Stored data entries:
§

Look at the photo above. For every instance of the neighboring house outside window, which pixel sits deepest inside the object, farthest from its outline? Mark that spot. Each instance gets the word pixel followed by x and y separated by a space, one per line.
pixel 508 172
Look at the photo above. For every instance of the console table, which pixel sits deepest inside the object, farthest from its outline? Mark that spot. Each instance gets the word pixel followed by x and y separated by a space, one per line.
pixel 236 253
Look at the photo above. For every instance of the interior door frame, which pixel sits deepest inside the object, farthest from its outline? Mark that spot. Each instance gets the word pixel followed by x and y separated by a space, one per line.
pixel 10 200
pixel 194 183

§

Task to complete >> Write out the complete set of records exactly as given.

Solution to this problem >>
Look at the photo above. For every instance of the neighboring house outside window, which pixel sits deepest inside the object, farthest from its outline? Mark that spot. Each instance gets the word pixel followed by x and y separated by a space, one per line.
pixel 508 172
Look at the photo above. For every instance of the console table, which pixel sits deepest inside the object, farthest from its outline? Mark that spot. Each instance gets the word pixel followed by x and y separated by a space, one per line.
pixel 236 253
Look at the photo above. For every instance of the interior door frame, which pixel sits deepest inside the object, farthest from its outline? Mark that spot. Each instance gets the word pixel followed by x and y separated by a space, one per line.
pixel 10 200
pixel 194 183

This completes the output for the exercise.